▸ What to produce
Go through the data and report how many lines include the word "white", giving only the number.

▸ Provided data
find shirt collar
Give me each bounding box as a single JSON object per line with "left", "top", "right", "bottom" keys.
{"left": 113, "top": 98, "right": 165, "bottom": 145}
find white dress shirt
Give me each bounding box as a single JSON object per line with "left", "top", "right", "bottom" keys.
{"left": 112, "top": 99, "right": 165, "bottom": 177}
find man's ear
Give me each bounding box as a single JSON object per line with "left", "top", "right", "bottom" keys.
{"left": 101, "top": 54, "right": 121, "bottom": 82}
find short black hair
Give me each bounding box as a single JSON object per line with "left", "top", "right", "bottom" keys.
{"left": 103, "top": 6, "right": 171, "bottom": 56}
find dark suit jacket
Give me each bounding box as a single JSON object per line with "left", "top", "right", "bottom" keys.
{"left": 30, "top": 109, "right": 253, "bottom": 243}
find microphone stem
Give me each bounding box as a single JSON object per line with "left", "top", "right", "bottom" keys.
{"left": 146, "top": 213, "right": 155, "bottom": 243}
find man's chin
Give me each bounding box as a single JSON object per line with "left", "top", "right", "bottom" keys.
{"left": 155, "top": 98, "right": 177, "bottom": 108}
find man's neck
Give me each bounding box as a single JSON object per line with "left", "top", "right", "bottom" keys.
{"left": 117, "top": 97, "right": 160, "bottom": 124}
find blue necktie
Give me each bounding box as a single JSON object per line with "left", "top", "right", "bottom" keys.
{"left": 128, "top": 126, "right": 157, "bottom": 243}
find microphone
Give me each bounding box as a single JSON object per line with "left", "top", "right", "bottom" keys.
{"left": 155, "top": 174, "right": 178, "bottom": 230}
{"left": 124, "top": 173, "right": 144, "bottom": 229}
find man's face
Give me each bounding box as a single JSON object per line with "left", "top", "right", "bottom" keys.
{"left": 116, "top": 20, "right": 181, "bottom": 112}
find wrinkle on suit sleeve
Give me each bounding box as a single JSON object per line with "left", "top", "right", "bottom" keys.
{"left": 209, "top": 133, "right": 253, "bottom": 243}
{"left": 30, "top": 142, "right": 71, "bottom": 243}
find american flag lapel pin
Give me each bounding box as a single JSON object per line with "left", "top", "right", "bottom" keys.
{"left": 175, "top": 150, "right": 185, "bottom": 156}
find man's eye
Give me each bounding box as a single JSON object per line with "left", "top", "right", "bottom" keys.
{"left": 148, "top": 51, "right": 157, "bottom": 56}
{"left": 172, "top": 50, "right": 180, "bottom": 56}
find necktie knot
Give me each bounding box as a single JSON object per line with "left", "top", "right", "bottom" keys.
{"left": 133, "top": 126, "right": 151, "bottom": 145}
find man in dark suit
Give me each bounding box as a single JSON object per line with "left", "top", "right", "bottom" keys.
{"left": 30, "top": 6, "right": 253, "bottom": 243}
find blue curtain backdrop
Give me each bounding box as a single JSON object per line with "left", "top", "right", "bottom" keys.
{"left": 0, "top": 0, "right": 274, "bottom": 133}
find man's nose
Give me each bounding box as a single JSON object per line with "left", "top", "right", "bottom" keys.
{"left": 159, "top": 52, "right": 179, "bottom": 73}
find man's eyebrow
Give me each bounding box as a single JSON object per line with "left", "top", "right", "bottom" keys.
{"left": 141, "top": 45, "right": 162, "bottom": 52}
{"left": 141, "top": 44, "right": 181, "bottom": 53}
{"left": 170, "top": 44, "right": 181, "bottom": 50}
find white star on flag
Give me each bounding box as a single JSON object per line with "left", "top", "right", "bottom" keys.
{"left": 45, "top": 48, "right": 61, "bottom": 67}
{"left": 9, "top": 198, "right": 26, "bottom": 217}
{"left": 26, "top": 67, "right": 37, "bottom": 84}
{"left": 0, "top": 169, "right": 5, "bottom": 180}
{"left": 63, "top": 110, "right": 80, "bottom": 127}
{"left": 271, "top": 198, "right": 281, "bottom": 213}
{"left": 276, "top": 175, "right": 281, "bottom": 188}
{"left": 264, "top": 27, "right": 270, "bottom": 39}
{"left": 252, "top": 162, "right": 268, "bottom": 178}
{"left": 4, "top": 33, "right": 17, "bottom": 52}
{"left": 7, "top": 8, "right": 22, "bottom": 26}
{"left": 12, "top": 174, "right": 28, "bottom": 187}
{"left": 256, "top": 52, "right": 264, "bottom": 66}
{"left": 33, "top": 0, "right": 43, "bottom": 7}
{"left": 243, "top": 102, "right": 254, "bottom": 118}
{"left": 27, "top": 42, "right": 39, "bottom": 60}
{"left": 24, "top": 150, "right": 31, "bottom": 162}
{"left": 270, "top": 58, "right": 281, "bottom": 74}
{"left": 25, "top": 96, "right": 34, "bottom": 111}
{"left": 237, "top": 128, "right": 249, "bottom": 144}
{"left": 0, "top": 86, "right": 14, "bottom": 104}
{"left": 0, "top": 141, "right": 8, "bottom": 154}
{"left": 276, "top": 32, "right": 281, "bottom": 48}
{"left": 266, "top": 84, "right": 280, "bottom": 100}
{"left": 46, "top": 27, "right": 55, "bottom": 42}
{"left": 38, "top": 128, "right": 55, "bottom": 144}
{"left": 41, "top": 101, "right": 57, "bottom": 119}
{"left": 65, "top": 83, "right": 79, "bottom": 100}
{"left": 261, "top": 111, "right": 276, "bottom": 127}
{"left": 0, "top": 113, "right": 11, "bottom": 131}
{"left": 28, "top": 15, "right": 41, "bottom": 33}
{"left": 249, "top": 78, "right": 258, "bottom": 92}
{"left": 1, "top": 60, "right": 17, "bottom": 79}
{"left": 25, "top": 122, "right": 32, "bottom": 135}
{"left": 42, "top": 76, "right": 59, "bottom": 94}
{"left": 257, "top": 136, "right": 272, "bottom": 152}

▸ Result of the task
2